→ Consignes
- A) Traduisez en anglais, s'il vous plaît, cette phrase de la sélection : « Mercedes et Jaguar franchissent le pas avec de nouvelles machines spécialement développées pour cette catégorie. »
- B) Résumez la sélection en deux phrases.

→ Sélection
Depuis 1982 et l’avènement de la catégorie du Groupe C, l’endurance connaît un nouvel engouement. Attirant spectateurs et médias, le championnat du monde, mais aussi les championnats américains, japonais et les 24 heures du Mans séduisent de nombreux constructeurs : Porsche, Lancia, Ford, puis Jaguar, Mazda, Toyota, Sauber - Mercedes, Nissan et Aston Martin… sans oublier les nombreux petits artisans tels que March, Spice, Cougar etc.

Voitures performantes mais à un coût raisonnable, épreuve permettant une égalité de chance entre différents types de motorisations, nombreuses écuries privées à cotés des usines...  La formule est un succès. Pourtant, la Fédération  Internationale de l’Automobile, soutenue par Peugeot, introduit pour 1991 une nouvelle catégorie, celle des voitures de Sport 3.5, qui devra remplacer à court terme les Groupe C1 et C2. La FIA veut des prototypes proches des F1. Mercedes et Jaguar franchissent le pas avec de nouvelles machines spécialement développées pour cette catégorie. Peugeot a déjà étrenné sa nouvelle 905 en fin d’année 1990. Malheureusement, l’introduction des Sport 3,5l a fait fuir des constructeurs tels que Nissan, Toyota (qui reviendra en 1992), ou Porsche (qui n’a pas développé de remplaçante à la 962), sans oublier les gros ennuis financiers chez les artisans constructeurs tels que March ou Spice et les écuries privées qui n’ont pas les moyens de faire courir des voitures de cette catégorie.

Championnat du Monde d’endurance 1991...

Tourné vers le sprint avec des courses de moins de 500km, le Championnat du Monde des voitures Sport perd de son intérêt. Les coûts sont en nette hausse avec des prototypes carbone extrêmement sophistiqués et équipés de moteur type formule 1 qui ne sont pas adaptés à de vraies courses d’endurance comme les 24Heures du Mans. Les championnats japonais et américains en 1991 continueront de mettre en avant les vénérables Groupe C, même si les Sport 3,5 y feront également des apparitions. Sur les trois premières manches avant le Mans, on compte moins de 20 participants ! Les engagés en Sport 3,5 sont Peugeot, Mercedes et Jaguar plus quelques Spice privées. La 905 remporte une victoire contre deux pour les Jaguar XJR14 qui est la machine la plus aboutie en ce début de saison. La Sauber-Mercedes C11 est la seule Groupe C capable de suivre les nouvelles Sport 3,5l avec les 2e, 3e et 4e places finale grâce également au manque de fiabilité des nouveaux modèles.

Le Mans 1991, présentation générale...

→ Jeu de données

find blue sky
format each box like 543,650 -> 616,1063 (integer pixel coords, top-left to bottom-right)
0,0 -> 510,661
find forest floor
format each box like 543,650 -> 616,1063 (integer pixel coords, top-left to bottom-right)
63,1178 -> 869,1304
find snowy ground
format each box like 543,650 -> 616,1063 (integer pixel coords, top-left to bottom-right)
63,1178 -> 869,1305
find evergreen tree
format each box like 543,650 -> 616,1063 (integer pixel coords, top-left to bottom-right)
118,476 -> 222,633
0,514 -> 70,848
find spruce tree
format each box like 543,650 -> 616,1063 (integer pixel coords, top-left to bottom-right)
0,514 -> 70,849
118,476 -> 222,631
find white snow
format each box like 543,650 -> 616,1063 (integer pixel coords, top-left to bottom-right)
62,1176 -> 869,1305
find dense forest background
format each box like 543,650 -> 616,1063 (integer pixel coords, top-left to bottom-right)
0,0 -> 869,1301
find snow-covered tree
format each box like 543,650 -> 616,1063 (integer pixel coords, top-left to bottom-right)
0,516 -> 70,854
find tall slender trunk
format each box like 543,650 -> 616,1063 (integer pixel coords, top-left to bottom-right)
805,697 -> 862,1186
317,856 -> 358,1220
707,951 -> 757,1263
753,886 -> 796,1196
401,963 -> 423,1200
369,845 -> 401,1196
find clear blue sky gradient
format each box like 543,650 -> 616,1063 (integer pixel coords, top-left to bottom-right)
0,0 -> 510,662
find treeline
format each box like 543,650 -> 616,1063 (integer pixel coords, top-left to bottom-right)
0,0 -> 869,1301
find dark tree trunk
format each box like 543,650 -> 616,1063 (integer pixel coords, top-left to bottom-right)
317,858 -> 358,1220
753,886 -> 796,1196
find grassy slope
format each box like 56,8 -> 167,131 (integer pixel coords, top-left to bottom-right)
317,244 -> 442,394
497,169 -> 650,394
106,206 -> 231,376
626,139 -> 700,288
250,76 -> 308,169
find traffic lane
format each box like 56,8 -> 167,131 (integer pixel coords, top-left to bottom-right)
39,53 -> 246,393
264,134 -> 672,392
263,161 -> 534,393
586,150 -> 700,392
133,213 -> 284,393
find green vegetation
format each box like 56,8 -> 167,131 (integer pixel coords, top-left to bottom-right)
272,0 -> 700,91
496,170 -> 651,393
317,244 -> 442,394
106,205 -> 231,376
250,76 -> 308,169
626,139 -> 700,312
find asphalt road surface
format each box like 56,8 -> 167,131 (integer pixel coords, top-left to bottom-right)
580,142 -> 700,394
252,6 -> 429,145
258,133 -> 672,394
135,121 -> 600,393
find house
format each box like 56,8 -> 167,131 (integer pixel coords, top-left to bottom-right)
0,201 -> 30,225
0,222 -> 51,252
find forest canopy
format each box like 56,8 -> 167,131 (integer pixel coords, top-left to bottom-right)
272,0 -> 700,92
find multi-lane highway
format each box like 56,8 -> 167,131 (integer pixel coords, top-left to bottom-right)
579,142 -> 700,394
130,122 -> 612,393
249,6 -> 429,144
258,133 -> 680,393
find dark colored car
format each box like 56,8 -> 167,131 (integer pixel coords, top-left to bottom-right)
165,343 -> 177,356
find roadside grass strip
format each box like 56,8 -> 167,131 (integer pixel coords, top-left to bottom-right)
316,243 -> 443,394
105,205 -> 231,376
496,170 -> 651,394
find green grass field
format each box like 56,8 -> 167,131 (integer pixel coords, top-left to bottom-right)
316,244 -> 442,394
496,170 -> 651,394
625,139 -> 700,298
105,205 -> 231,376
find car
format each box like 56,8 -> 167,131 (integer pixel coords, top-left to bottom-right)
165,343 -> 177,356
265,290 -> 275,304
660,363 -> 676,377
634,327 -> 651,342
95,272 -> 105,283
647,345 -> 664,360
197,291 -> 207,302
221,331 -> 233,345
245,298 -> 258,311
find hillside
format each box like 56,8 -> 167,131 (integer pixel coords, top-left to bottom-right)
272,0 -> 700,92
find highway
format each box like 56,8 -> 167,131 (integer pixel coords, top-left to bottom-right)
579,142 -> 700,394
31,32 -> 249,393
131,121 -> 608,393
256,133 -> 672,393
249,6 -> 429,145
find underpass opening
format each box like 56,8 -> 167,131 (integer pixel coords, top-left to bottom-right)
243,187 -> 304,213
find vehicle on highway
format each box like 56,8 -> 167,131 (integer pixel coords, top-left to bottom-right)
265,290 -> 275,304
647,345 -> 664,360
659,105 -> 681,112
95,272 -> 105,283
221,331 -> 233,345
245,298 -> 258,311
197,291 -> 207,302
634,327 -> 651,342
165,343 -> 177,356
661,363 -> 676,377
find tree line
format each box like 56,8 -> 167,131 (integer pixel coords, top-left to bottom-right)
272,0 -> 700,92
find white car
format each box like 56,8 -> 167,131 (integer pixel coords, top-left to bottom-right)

→ Réponses
- A) Mercedes and Jaguar take the plunge with new machines specially developed for this category.

- B) Depuis 1982, la catégorie du Groupe C a relancé l'endurance et séduit de nombreux constructeurs. Pour 1991, la FIA introduit les voitures de Sport 3.5, proches des F1, qui font fuir plusieurs constructeurs, tandis que le championnat du monde, tourné vers le sprint et plus coûteux, perd de son intérêt, avec moins de 20 participants sur les trois premières manches avant le Mans.